===== DATA FOR THIS TASK

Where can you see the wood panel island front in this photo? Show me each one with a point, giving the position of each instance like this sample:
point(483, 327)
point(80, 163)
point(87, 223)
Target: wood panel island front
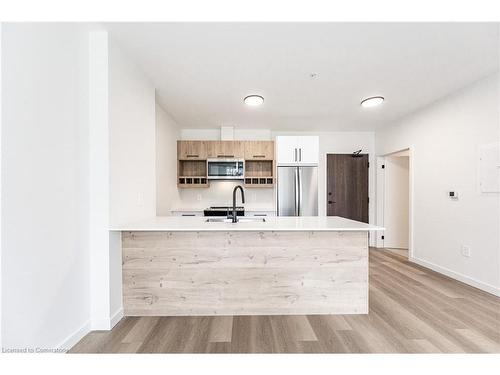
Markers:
point(284, 265)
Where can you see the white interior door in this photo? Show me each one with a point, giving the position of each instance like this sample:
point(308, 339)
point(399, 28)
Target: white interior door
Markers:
point(396, 202)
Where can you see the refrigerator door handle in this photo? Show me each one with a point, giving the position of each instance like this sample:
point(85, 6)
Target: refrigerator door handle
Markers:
point(296, 192)
point(299, 186)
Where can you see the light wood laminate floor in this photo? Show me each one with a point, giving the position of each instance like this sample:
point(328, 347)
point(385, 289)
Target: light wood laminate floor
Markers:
point(412, 310)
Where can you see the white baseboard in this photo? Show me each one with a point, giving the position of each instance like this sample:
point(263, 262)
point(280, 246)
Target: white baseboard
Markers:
point(76, 336)
point(105, 324)
point(458, 276)
point(117, 316)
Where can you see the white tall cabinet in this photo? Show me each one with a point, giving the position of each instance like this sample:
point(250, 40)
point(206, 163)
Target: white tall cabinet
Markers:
point(298, 150)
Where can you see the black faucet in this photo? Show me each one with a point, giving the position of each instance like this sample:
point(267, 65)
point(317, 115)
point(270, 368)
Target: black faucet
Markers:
point(235, 216)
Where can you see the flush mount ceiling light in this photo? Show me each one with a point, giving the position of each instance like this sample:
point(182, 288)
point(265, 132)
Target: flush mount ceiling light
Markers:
point(253, 100)
point(373, 101)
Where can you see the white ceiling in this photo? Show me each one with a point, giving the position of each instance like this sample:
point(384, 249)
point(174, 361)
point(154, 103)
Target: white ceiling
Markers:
point(202, 71)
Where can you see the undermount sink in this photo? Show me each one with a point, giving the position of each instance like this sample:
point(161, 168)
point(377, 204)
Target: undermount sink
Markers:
point(240, 220)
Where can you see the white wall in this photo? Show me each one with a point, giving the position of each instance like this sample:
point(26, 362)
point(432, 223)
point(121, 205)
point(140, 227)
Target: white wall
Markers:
point(132, 140)
point(444, 138)
point(167, 134)
point(45, 257)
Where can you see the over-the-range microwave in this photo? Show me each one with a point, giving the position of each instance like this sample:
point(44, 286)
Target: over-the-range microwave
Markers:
point(225, 169)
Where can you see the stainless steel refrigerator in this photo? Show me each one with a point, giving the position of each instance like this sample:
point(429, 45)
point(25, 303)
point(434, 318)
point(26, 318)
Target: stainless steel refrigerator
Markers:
point(297, 191)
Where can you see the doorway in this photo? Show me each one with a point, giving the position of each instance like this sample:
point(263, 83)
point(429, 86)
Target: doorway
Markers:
point(347, 186)
point(395, 205)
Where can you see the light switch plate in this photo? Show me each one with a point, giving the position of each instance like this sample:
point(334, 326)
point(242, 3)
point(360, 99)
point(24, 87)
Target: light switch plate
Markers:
point(465, 251)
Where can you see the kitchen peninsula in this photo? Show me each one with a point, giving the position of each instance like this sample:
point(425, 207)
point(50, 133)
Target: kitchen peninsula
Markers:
point(278, 265)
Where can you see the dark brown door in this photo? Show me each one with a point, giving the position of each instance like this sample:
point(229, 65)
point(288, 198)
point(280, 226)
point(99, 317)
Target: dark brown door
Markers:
point(347, 186)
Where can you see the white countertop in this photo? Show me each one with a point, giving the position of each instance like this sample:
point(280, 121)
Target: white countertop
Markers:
point(281, 223)
point(247, 209)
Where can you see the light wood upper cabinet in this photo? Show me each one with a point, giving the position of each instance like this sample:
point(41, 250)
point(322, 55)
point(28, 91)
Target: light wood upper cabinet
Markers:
point(259, 150)
point(225, 149)
point(192, 150)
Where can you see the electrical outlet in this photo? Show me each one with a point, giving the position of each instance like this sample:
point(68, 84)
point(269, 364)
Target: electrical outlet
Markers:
point(140, 199)
point(465, 251)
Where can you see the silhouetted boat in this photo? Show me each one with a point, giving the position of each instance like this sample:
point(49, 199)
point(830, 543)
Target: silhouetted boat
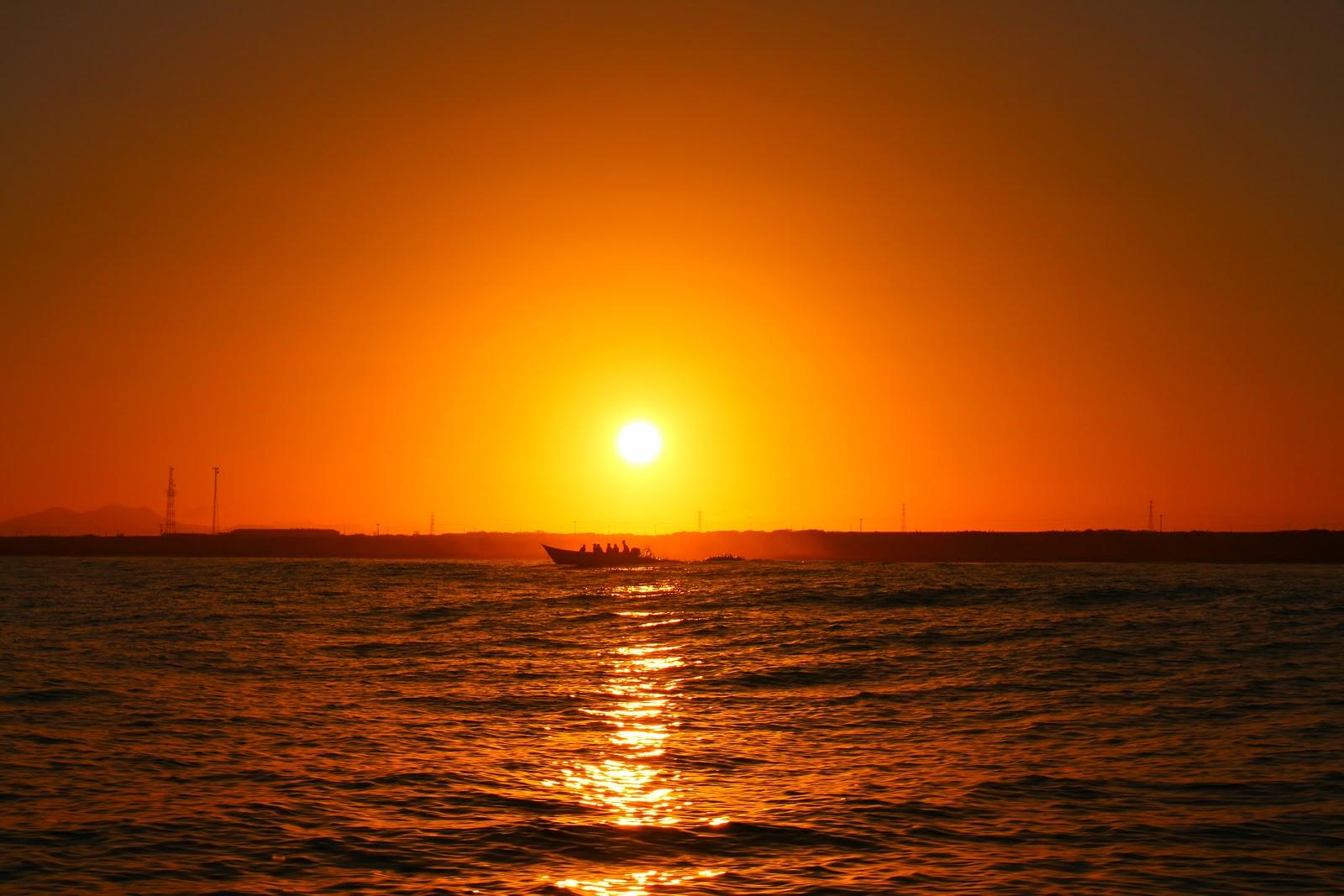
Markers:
point(635, 558)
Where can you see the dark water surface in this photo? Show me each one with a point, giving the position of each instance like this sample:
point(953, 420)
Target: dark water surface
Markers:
point(309, 726)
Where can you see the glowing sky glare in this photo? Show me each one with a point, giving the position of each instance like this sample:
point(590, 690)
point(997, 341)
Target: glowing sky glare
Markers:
point(638, 443)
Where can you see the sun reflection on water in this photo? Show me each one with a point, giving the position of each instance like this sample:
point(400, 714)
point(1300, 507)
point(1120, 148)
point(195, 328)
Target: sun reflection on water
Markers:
point(625, 774)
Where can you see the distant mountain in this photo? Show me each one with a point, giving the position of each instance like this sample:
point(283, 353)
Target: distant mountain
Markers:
point(108, 520)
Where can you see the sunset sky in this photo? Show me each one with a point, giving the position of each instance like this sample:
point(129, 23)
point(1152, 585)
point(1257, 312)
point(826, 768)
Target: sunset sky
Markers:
point(1018, 266)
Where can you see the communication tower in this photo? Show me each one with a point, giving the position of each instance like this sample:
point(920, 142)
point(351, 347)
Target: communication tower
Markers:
point(171, 513)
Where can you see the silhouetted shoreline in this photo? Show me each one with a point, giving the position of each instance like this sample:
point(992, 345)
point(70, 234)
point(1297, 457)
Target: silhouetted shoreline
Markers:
point(1310, 546)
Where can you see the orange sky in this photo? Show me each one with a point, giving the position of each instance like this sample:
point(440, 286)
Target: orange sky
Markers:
point(1018, 266)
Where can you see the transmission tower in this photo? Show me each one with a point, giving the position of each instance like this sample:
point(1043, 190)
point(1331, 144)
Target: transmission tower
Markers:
point(171, 513)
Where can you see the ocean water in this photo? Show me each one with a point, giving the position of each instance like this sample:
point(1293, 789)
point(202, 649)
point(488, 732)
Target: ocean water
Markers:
point(327, 727)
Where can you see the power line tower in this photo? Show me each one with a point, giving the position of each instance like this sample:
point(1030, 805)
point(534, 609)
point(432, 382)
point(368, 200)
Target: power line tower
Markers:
point(171, 513)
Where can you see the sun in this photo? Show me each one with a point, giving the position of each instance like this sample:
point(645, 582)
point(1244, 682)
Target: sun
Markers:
point(638, 443)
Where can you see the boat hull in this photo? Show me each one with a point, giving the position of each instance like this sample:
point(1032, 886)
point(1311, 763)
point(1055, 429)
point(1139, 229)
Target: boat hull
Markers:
point(597, 560)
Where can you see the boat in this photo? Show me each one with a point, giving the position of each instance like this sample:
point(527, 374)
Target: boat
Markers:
point(635, 558)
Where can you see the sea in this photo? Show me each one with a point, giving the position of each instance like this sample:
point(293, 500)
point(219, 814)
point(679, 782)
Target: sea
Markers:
point(202, 726)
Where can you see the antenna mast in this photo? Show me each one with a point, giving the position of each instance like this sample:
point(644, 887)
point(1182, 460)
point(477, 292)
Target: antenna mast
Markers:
point(171, 513)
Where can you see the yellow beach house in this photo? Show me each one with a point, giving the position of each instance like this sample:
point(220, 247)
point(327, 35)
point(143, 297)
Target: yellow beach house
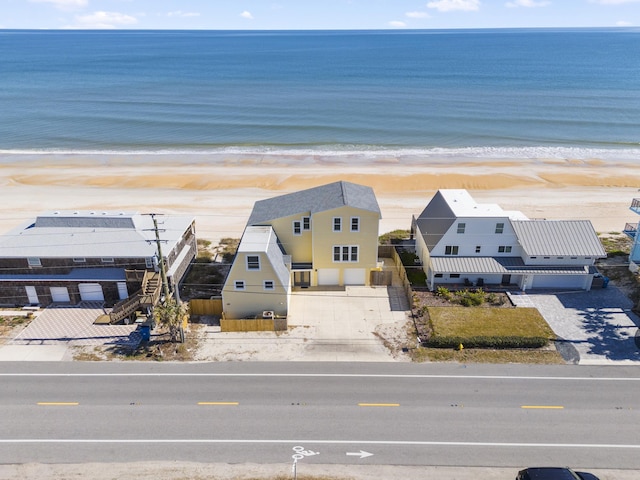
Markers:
point(322, 236)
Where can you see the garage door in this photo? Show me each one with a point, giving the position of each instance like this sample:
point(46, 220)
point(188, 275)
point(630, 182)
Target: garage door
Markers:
point(328, 276)
point(354, 276)
point(60, 294)
point(558, 281)
point(91, 292)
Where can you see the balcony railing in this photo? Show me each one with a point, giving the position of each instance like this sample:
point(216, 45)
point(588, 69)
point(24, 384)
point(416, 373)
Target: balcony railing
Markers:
point(631, 230)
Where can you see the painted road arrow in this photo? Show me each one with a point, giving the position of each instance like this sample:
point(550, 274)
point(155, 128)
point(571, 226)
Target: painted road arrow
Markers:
point(361, 454)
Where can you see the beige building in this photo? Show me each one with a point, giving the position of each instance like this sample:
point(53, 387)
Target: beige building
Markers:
point(322, 236)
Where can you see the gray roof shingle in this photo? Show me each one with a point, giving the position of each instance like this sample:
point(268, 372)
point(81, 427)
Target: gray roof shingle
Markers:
point(313, 200)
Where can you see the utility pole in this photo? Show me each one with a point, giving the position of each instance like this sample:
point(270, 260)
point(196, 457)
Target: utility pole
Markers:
point(163, 271)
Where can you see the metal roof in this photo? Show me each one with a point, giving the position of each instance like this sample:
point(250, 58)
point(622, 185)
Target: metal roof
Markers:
point(500, 265)
point(313, 200)
point(76, 274)
point(92, 235)
point(558, 238)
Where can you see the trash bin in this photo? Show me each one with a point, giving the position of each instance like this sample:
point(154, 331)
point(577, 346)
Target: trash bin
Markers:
point(145, 332)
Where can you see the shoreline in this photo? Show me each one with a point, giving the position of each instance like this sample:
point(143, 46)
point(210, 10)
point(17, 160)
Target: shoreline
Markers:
point(219, 191)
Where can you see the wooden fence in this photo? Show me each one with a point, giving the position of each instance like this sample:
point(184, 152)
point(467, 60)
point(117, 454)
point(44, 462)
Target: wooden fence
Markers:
point(253, 325)
point(205, 306)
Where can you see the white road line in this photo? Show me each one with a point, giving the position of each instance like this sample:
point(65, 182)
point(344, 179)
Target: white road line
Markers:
point(325, 375)
point(318, 442)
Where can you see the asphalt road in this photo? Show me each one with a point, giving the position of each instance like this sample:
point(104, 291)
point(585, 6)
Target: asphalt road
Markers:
point(401, 414)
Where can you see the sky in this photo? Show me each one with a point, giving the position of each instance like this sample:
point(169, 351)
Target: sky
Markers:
point(315, 14)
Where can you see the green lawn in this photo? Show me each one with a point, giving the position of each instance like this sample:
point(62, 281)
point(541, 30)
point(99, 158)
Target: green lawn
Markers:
point(488, 335)
point(488, 322)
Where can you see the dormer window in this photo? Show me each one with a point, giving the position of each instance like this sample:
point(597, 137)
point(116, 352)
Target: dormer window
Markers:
point(34, 262)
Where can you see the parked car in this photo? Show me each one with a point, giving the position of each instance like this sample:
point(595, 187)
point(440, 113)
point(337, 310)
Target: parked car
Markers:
point(553, 473)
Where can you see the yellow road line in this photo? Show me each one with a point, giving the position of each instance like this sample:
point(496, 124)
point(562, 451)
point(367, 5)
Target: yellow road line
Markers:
point(551, 407)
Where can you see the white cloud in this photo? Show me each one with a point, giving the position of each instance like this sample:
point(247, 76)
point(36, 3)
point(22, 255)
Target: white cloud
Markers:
point(527, 3)
point(613, 2)
point(104, 20)
point(451, 5)
point(417, 14)
point(64, 4)
point(180, 13)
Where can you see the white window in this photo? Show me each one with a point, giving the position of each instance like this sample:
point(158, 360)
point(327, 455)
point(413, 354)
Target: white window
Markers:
point(253, 262)
point(345, 253)
point(451, 250)
point(34, 262)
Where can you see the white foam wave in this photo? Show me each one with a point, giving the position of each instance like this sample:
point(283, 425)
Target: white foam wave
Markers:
point(370, 152)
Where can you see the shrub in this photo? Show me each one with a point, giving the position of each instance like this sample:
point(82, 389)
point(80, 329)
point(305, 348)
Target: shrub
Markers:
point(487, 342)
point(443, 292)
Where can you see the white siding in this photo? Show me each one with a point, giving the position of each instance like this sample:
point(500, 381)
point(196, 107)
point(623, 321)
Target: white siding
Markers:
point(91, 292)
point(328, 276)
point(354, 276)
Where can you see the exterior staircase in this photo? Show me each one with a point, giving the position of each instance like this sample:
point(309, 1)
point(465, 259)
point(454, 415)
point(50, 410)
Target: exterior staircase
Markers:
point(147, 297)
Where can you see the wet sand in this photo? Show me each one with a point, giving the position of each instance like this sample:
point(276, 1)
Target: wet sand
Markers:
point(220, 190)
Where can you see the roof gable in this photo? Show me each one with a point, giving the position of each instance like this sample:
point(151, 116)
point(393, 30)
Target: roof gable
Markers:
point(435, 220)
point(558, 238)
point(313, 200)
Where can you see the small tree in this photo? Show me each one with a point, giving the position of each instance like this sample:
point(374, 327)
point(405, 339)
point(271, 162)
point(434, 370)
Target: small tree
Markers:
point(170, 315)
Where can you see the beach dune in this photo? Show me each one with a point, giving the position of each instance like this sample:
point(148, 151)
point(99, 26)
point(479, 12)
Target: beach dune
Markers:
point(219, 191)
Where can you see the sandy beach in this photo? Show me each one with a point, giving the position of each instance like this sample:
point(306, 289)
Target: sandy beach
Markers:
point(219, 190)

==========

Return the lines above as a JSON list of strings, one string per line with blank lines omitted, starting at the line that contains "Where can you see the asphalt" and ending at the line that contains "point(553, 473)", both included.

[
  "Where can you see the asphalt road in this photo? Show me each one with a point, giving the position of each instance like this sample:",
  "point(104, 291)",
  "point(585, 6)",
  "Target: asphalt road",
  "Markers:",
  "point(401, 414)",
  "Where can you see the sky in this photo? Show me each one with a point, giving the position of each instance like this sample:",
  "point(169, 351)",
  "Target: sky",
  "Markers:",
  "point(315, 14)",
  "Where can you see the green lawn in this photo? Show me each one with a point, giving the position of each instance like this sample:",
  "point(62, 281)",
  "point(541, 30)",
  "point(99, 158)",
  "Target: green lawn",
  "Markers:",
  "point(488, 335)",
  "point(488, 322)",
  "Where can you see the dormer window in this photo? Show me each one with a point, giving the position of each instance like this sample:",
  "point(597, 137)",
  "point(116, 352)",
  "Target: dormer window",
  "Markers:",
  "point(34, 262)",
  "Where can you see the parked car in this photo? Show me each one with a point, giving the position of each instance like this sample:",
  "point(595, 187)",
  "point(440, 113)",
  "point(337, 310)",
  "Target: parked car",
  "Markers:",
  "point(553, 473)"
]